Referring expression pointing data:
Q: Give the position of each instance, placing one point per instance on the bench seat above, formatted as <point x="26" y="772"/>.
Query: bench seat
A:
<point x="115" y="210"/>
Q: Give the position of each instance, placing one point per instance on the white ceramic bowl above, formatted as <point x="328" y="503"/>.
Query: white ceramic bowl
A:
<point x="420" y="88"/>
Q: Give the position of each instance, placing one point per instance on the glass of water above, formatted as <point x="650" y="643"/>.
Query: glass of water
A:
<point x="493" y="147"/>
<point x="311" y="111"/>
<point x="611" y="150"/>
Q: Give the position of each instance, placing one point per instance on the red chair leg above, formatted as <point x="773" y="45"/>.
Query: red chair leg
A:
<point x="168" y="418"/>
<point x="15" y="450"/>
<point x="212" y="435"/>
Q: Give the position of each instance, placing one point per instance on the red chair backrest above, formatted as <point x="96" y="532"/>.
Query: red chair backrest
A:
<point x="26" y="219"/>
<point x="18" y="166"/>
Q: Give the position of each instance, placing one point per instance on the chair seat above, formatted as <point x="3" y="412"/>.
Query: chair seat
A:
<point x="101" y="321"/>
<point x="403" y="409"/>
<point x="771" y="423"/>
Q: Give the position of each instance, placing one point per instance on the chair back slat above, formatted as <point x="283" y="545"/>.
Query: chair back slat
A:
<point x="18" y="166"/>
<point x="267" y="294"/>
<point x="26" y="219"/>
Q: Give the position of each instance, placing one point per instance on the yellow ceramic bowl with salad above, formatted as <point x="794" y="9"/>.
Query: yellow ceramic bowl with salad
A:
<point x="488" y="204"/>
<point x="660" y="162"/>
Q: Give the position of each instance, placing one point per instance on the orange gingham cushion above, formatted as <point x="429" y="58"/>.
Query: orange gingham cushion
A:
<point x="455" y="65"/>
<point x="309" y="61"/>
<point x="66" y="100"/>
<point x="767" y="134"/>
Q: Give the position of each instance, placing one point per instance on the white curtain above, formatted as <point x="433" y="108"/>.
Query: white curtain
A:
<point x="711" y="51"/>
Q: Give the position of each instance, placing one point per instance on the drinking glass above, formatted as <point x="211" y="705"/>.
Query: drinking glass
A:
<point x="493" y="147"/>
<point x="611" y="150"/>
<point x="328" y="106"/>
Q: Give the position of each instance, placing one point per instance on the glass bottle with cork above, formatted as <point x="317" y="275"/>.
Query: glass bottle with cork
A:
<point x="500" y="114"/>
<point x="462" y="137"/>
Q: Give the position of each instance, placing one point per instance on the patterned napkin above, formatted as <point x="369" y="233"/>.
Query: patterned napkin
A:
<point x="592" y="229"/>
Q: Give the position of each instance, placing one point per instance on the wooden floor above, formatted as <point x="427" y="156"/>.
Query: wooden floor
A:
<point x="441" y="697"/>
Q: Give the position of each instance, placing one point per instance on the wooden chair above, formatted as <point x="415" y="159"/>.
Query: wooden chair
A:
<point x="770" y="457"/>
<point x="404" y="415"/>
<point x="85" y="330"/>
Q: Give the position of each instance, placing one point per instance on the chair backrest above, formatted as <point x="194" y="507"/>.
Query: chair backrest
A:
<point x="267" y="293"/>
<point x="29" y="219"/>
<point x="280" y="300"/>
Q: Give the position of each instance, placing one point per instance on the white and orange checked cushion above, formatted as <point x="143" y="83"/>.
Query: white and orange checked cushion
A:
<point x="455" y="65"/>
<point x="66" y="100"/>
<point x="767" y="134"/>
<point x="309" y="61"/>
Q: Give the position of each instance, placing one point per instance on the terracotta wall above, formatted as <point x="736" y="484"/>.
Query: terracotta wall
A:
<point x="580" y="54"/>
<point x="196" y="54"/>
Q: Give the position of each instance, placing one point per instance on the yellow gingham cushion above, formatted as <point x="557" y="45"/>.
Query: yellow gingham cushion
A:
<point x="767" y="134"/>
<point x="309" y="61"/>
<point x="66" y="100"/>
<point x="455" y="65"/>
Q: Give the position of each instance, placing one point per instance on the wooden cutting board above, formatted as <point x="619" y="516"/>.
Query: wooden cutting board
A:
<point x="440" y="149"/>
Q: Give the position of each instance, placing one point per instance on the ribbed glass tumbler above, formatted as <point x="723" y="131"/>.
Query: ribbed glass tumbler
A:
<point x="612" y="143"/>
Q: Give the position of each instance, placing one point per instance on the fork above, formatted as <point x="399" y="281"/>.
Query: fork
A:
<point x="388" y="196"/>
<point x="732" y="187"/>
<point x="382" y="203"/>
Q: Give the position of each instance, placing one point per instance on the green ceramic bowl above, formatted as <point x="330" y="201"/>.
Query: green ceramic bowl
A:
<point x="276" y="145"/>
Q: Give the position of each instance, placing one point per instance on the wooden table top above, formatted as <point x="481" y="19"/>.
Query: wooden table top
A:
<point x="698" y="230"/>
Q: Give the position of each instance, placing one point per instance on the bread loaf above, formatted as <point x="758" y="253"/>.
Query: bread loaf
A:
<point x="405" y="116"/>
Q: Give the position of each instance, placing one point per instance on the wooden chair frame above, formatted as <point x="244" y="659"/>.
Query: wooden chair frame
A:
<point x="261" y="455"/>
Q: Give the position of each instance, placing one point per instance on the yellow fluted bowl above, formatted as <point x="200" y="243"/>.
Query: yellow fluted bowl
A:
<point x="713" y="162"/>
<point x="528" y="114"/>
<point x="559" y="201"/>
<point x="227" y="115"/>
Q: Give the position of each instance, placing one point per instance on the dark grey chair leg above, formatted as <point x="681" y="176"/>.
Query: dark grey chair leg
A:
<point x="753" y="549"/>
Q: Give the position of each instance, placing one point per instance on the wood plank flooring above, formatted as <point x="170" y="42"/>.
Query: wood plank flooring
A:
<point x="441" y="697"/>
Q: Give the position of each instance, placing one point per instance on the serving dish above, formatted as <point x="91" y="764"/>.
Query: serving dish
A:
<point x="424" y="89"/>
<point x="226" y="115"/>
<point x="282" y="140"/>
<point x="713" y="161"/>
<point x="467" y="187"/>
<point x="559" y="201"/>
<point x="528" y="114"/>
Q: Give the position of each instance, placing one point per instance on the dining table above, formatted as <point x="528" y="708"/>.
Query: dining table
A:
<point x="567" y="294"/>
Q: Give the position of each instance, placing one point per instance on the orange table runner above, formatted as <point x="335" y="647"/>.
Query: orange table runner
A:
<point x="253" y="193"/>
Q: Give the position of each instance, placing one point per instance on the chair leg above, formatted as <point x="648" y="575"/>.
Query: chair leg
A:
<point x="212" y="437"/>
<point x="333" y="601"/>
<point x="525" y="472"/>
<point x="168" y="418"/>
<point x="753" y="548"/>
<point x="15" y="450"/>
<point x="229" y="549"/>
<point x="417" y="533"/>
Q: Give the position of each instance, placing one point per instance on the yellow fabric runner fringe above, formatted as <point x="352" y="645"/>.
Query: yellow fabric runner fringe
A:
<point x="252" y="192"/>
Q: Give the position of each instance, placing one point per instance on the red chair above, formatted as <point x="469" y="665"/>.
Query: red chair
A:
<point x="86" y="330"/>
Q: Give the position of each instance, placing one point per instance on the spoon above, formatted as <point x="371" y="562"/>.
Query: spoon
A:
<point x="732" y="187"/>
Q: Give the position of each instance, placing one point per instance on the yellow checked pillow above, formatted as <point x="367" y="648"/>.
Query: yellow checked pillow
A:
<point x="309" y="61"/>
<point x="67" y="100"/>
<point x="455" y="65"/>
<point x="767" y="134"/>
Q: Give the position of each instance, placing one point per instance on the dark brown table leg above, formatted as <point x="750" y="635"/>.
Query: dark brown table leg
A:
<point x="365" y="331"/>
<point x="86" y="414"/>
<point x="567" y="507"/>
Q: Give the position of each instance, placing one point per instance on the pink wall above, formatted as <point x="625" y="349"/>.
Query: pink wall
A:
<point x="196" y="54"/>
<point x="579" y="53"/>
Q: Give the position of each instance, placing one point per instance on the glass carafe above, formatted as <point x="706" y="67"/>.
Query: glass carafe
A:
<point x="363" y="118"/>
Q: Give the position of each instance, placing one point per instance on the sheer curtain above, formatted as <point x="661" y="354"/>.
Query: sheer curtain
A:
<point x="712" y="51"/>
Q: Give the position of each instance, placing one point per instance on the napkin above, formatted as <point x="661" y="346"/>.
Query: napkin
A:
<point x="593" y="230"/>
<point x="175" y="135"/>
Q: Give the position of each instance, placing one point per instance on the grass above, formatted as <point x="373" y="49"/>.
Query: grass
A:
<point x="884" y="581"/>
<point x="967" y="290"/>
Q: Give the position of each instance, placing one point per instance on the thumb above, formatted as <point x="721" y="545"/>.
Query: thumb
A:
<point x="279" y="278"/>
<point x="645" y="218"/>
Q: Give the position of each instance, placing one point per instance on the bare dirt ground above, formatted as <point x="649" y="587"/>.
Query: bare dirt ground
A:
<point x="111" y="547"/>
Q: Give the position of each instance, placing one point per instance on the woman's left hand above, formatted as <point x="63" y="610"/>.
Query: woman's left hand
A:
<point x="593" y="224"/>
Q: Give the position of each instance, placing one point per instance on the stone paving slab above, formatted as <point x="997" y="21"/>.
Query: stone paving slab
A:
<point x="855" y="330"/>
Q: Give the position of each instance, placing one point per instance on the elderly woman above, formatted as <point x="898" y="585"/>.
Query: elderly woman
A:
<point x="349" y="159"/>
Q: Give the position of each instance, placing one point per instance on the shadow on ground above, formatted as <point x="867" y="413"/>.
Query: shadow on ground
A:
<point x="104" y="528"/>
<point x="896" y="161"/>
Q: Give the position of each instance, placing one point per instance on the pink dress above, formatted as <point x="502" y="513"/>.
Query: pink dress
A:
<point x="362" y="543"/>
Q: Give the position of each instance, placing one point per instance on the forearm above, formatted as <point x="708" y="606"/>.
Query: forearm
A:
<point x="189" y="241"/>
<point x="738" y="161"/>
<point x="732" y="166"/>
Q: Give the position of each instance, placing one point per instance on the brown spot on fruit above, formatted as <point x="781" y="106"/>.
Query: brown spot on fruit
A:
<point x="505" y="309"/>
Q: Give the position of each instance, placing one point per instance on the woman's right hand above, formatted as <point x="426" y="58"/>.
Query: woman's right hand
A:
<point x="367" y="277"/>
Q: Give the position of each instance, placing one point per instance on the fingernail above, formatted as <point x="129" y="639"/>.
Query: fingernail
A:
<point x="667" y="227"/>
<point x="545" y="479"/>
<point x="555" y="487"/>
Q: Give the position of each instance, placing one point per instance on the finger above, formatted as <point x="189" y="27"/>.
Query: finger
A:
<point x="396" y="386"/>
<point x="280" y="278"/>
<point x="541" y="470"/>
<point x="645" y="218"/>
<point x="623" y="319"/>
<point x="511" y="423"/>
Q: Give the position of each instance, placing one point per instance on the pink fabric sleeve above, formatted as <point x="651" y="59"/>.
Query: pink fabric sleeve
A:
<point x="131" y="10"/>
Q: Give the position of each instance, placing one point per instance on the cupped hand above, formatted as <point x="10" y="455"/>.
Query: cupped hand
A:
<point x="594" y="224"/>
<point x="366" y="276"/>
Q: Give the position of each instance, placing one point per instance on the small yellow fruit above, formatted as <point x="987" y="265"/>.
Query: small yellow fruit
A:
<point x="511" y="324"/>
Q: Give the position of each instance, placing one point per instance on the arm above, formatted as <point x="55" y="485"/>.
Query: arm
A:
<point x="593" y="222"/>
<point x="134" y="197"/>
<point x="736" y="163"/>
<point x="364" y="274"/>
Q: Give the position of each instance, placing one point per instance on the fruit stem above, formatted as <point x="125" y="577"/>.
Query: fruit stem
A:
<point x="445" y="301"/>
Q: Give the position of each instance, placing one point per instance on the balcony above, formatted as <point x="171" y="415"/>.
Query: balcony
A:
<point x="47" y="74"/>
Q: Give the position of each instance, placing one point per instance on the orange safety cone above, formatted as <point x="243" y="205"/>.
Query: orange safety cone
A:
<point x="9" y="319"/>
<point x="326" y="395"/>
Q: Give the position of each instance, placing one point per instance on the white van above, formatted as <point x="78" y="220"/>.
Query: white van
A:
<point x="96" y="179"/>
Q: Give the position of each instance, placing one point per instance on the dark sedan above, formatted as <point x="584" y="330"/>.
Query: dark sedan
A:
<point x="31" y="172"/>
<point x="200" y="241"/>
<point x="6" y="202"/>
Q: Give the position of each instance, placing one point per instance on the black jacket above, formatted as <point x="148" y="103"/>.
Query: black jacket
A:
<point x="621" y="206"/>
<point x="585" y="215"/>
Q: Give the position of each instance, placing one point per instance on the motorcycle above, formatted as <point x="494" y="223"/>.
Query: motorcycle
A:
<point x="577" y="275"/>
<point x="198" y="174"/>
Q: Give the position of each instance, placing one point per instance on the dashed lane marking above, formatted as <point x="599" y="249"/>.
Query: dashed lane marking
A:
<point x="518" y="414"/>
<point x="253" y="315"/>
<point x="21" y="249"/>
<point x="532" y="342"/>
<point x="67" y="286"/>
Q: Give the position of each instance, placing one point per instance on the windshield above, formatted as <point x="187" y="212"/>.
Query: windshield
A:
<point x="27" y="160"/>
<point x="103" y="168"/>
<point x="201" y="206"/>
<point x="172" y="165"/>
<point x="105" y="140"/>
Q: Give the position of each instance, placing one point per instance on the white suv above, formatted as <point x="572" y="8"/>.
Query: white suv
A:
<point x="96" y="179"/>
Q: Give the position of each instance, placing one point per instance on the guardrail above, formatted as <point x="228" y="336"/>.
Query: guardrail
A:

What you should do ::
The lines to return are those with the string "bread" in them; copy each from the entries above.

Response area ::
Q: Give the position of each instance, placing one point per instance on the bread loaf above, formatted as <point x="758" y="253"/>.
Query: bread loaf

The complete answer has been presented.